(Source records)
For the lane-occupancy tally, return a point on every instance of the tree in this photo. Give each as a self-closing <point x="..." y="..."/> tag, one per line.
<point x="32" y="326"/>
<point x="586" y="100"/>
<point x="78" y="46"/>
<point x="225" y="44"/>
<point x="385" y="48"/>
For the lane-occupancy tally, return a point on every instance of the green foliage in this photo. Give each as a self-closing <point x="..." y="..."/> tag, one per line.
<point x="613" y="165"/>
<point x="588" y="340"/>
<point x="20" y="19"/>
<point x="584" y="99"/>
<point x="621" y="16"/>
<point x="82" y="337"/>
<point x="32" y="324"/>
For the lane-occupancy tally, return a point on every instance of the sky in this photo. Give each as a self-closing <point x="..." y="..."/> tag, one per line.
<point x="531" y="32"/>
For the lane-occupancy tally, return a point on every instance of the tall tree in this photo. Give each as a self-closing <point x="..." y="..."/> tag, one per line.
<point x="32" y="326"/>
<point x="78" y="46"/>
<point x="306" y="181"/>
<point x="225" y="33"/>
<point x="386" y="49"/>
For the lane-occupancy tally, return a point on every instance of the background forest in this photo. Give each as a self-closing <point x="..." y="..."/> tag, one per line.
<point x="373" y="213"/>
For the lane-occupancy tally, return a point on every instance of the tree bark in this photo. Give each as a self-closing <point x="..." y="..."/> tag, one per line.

● WORK REQUIRED: Only the lines from the one with "of the background" through the end of the records above are to be copied, exactly as written.

● SOLVED PROBLEM:
For the lane-occupancy tally, return a point on every instance of the background forest in this photo. Give each as a self-closing <point x="..." y="..."/> tag, one per line.
<point x="373" y="213"/>
For the lane-occupancy tally, return a point on every instance of the tree bark in this photo. Give each as a self-closing <point x="..." y="..."/> tag, one per line.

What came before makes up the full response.